▸ **Document extract**:
------------------------------------

While this is unquestionably a criticism that involves legal professionals, the scope is not so limited. Examples have been proffered regarding perceptions of cyclical evolution in which problems or failings result in legislation or regulation. Those requirements burden providers of services, and lacking specific expertise some providers may delegate compliance to more specialized entities. Each instance of this delegation is seen as potentially adding a “layer” to the bureaucracy, and therefore cost to the system. Summit participants expressed consternation that such system costs divert resources from the appropriate primary focus: care for the injured or ill worker. 

Delays in treatment even if compensable 

There is a perception that medical treatment for workers’ compensation injuries is too often delayed. This is raised in a number of contexts. In one context, there can be disputes regarding whether a particular illness or injury is work-related, that is "compensable." That dispute and its determination can result in delays in the delivery of medical care. Despite federally "mandatory" health insurance participation, there is a perception that some portion of America's workers remain without health insurance, or the financial wherewithal to otherwise obtain medical care without resort to programs like workers' compensation. 

Causation is a critical question in workers’ compensation. If an injury or illness is related to work, i.e. “compensable,” then the cost of care is borne by the employer or some insuring entity that contractually substitutes therefore. In the event that the injury or illness is not compensable, then the cost of care and treatment is borne elsewhere, by the worker, a health plan, a social medicine program (Medicare or Medicaid), government benefits (Veteran’s Administration), facilities or providers. Critically, when injury occurs, Someone has to Pay

Because the resources of any payer will be limited, there will be tendencies to resist provision of benefits that are not due. In this context, it is possible that any suggestion of work-relatedness might result in delay of care. That is, a health insurer may deny coverage based on its perception that the responsibility may be more appropriately upon the workers' compensation provider. Perceiving the potential that some care might be the responsibility of workers’ compensation (claimed as such or not), another program like health insurance might decline to provide care. Such a declination might last only until entitlement to workers’ compensation care is adjudicated. However, this “temporary” delay in some systems might last for months or longer, during which time a worker may receive no care pending that outcome.

------------------------------------

▸ **Supplied data**:
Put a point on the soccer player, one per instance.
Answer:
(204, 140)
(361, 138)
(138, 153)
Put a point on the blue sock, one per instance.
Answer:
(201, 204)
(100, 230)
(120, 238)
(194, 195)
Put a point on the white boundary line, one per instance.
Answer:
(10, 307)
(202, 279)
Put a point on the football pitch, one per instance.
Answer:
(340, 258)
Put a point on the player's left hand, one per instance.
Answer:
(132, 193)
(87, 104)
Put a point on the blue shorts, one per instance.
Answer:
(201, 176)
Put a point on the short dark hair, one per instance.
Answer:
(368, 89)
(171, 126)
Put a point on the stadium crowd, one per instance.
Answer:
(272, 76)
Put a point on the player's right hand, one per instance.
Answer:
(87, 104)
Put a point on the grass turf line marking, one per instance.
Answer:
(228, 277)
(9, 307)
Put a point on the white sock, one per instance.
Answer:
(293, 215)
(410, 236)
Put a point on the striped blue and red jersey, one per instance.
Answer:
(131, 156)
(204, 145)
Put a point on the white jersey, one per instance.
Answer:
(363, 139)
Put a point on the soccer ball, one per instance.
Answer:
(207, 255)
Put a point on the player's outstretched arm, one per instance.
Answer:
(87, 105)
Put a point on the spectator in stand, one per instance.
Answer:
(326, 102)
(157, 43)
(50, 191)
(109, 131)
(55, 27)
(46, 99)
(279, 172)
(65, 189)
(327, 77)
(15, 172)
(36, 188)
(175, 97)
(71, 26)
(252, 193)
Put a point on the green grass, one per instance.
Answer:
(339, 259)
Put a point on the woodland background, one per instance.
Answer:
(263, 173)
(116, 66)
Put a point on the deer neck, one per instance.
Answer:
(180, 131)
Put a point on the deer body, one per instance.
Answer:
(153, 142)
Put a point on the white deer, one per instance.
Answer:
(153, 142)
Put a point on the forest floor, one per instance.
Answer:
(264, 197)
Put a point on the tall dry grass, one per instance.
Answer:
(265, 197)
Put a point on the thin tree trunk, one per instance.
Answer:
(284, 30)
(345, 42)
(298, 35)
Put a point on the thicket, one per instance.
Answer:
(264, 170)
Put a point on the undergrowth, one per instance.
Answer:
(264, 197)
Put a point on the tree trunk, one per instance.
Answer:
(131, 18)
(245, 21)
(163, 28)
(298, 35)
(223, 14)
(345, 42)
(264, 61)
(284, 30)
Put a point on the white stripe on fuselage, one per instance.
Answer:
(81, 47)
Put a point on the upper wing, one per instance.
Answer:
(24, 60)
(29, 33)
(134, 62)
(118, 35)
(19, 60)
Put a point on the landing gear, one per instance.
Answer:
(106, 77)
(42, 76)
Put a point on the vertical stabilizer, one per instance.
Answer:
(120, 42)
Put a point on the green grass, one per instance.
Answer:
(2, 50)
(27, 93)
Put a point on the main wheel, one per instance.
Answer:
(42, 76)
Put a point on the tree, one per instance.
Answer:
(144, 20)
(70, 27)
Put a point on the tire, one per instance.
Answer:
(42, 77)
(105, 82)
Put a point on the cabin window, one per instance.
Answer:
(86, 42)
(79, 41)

------------------------------------

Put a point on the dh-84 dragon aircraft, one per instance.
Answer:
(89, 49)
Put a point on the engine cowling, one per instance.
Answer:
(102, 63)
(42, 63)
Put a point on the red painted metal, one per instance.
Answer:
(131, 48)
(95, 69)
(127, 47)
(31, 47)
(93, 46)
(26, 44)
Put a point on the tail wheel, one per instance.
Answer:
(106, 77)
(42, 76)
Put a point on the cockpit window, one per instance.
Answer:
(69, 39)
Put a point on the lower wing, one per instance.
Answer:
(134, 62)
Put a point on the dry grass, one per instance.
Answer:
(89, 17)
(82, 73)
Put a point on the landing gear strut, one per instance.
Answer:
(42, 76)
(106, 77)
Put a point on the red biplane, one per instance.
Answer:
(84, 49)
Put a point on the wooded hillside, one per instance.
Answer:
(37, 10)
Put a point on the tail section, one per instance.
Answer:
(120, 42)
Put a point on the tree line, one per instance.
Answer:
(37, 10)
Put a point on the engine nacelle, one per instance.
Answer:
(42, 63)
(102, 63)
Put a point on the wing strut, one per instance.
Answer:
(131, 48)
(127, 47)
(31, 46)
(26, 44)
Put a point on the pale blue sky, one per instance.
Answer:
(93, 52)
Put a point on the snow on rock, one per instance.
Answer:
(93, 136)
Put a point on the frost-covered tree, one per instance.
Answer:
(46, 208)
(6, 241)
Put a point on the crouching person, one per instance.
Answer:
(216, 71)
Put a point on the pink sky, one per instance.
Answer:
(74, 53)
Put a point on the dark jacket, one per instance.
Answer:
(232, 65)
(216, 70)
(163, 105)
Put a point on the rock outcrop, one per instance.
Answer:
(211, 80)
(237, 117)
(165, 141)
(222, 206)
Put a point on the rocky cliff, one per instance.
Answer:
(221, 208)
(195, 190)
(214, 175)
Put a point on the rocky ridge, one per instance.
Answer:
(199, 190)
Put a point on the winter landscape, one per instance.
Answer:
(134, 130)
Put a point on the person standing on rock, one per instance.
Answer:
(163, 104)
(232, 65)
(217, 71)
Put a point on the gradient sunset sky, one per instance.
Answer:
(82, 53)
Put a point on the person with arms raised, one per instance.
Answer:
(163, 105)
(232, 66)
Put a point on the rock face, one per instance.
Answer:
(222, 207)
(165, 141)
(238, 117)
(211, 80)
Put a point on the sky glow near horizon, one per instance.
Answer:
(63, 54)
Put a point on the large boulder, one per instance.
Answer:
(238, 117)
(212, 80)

------------------------------------

▸ **Work to complete**:
(a) In the workers' compensation passage, who bears the cost of care when an injury or illness is compensable?
(b) Please write out the part of the workers' compensation passage that opens with the words containing "While this is" and closes with "or ill worker.".

▸ **Responses for each task**:
(a) The employer or some insuring entity that contractually substitutes for it.

(b)
While this is unquestionably a criticism that involves legal professionals, the scope is not so limited. Examples have been proffered regarding perceptions of cyclical evolution in which problems or failings result in legislation or regulation. Those requirements burden providers of services, and lacking specific expertise some providers may delegate compliance to more specialized entities. Each instance of this delegation is seen as potentially adding a “layer” to the bureaucracy, and therefore cost to the system. Summit participants expressed consternation that such system costs divert resources from the appropriate primary focus: care for the injured or ill worker.